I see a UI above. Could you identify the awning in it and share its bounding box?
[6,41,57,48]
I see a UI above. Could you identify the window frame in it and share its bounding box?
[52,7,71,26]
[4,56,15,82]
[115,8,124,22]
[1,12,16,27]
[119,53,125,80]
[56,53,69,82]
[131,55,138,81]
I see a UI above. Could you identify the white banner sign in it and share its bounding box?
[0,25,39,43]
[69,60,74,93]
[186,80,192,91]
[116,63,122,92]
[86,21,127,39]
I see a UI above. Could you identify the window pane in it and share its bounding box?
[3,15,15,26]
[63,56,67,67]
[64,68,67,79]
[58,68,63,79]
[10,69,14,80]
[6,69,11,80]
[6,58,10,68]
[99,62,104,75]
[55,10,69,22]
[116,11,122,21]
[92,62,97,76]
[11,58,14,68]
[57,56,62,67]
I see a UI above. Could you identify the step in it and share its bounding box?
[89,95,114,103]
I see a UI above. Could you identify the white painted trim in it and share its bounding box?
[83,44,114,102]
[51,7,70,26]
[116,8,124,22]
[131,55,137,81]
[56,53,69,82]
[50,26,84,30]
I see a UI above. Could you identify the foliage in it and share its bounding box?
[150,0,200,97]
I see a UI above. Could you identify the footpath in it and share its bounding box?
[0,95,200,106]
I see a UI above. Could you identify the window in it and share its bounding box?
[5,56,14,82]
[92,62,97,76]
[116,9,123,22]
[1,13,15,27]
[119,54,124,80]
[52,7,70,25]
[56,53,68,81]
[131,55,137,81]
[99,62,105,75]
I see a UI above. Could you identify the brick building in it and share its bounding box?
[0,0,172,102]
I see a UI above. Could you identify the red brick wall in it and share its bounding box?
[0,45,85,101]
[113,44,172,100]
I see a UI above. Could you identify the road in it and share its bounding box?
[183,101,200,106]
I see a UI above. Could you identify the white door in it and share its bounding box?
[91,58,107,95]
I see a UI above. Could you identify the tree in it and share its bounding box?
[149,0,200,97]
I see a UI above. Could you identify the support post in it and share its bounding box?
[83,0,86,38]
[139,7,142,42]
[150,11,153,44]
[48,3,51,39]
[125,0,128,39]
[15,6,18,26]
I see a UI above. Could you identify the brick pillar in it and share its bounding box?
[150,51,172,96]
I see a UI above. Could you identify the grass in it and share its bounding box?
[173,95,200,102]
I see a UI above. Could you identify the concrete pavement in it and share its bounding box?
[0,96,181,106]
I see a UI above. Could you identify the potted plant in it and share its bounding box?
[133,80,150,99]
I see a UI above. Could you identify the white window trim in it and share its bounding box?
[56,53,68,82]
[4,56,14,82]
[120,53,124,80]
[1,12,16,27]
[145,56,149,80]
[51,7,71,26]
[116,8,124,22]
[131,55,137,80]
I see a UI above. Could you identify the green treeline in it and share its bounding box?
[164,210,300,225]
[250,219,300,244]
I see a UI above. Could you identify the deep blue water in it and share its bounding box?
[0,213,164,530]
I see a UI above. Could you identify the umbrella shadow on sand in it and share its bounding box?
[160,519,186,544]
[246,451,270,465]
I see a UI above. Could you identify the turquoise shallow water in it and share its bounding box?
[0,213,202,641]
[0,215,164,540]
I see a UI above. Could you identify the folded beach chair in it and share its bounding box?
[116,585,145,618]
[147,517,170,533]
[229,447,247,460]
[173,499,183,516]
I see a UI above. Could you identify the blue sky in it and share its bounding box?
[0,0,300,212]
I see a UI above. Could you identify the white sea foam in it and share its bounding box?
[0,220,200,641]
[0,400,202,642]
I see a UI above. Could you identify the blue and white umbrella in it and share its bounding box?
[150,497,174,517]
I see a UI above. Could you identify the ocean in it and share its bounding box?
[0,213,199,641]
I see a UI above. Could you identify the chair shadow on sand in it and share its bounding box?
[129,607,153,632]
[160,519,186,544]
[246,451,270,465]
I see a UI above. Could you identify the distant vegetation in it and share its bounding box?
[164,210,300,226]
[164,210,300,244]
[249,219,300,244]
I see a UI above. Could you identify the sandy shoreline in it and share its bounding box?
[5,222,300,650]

DESCRIPTION OF THE TASK> Copy all of the entries above, character for character.

OUTPUT OF THE EXERCISE>
I see a UI above. Could you identify the awning in it and share its bounding box?
[6,41,57,48]
I see a UI above. Could you identify the window frame in it and share its bounding box?
[52,7,71,26]
[4,56,15,82]
[115,8,124,22]
[1,12,16,27]
[119,53,125,80]
[56,53,69,82]
[131,55,138,81]
I see a UI above. Could you identify the white banner sign in it and share its bounding box?
[0,25,39,43]
[69,60,74,93]
[186,80,192,91]
[116,63,122,92]
[86,21,127,39]
I see a UI above. Could you identify the window pane in it and share its bounding box?
[3,15,15,26]
[63,56,67,67]
[64,68,67,79]
[58,68,63,79]
[10,69,14,80]
[6,69,11,80]
[6,58,10,68]
[99,62,104,75]
[55,10,69,22]
[116,11,122,21]
[92,62,97,76]
[11,58,14,68]
[57,56,62,67]
I see a UI above. Could you identify the step in it and share its bounding box?
[89,95,114,103]
I see a UI above. Could you identify the white painted trim in it and share its bounding box?
[83,44,114,102]
[51,7,70,26]
[116,8,124,22]
[131,55,137,81]
[56,53,69,82]
[50,26,84,30]
I see a UI above. Could you identify the foliage in it and share its bounding box?
[150,0,200,97]
I see a UI above. Could you identify the footpath in it and share its bounding box?
[0,95,200,106]
I see a UI above. Could you identify the window in it and share its bounding box?
[5,56,14,82]
[92,62,97,76]
[116,9,123,22]
[1,13,15,27]
[119,54,124,80]
[52,7,70,25]
[56,53,68,81]
[131,55,137,81]
[99,62,105,75]
I see a UI above. Could you identify the brick building in it and share its bounding box?
[0,0,172,102]
I see a UI above. Could you identify the red brick wall in it and share its bounding box?
[0,45,85,101]
[113,44,172,100]
I see a UI above. Could you identify the road in it and share its bounding box?
[183,101,200,106]
I see a UI above. Could you identify the white door in it and share its bounding box?
[91,58,107,95]
I see a UI above. Could you identify the tree in it and share its bounding box?
[149,0,200,97]
I see a UI above. Could you identify the support post in it and share its bounding box?
[83,0,86,38]
[139,7,142,42]
[150,11,153,44]
[48,3,51,39]
[125,0,128,39]
[15,6,18,26]
I see a UI above. Could you identify the brick pillar in it and share its bounding box?
[150,51,172,96]
I see a UI above. Could you identify the grass in it and share its bounding box?
[173,95,200,102]
I see a UI above. Could you identify the concrete pavement in it and share its bounding box?
[0,96,181,106]
I see a UI above. Could you identify the potted plant in it and share its bounding box?
[133,80,150,99]
I see a UI above. Could you identify the white window trim in it and share its bounding box?
[56,53,68,82]
[4,56,14,82]
[120,53,124,80]
[1,12,16,27]
[145,56,149,80]
[51,7,71,26]
[116,8,124,22]
[131,55,137,80]
I see a UI above. Could you identify the green treeline in it and share its bounding box?
[164,210,300,225]
[250,219,300,244]
I see a UI above. Could you identify the deep blue water in it and share its bounding box?
[0,213,164,530]
I see a UI above. Could you identify the umbrella shadow on sand in it and share its bounding box?
[160,519,186,544]
[246,451,270,465]
I see a UI above. Could you identify the turquoise shallow water in it and share its bounding box?
[0,213,202,641]
[0,215,164,540]
I see a UI above. Could you identify the folded beach chair in it and share its bounding box?
[116,585,145,618]
[147,517,170,533]
[229,447,247,460]
[173,499,183,516]
I see a UI above. Could you identify the blue sky in it and share its bounding box?
[0,0,300,212]
I see a UI above. Could you identify the white sea foam in it and share its bounding box?
[0,220,200,641]
[0,400,202,642]
I see a UI above. Could you identify the blue and white umbrella in it and share its bounding box?
[150,497,174,517]
I see a UI above. Could you identify the ocean in it and share its bounding box?
[0,213,199,641]
I see a UI above. Could you identify the chair shadow on sand in it and share its bounding box?
[129,607,153,632]
[160,519,186,544]
[246,451,270,465]
I see a UI above. Could you identify the distant vegetation in it and share its bounding box?
[164,210,300,226]
[164,210,300,244]
[249,219,300,244]
I see a UI above. Could you identify the sandy shoreline in it and share its bounding box?
[5,222,300,650]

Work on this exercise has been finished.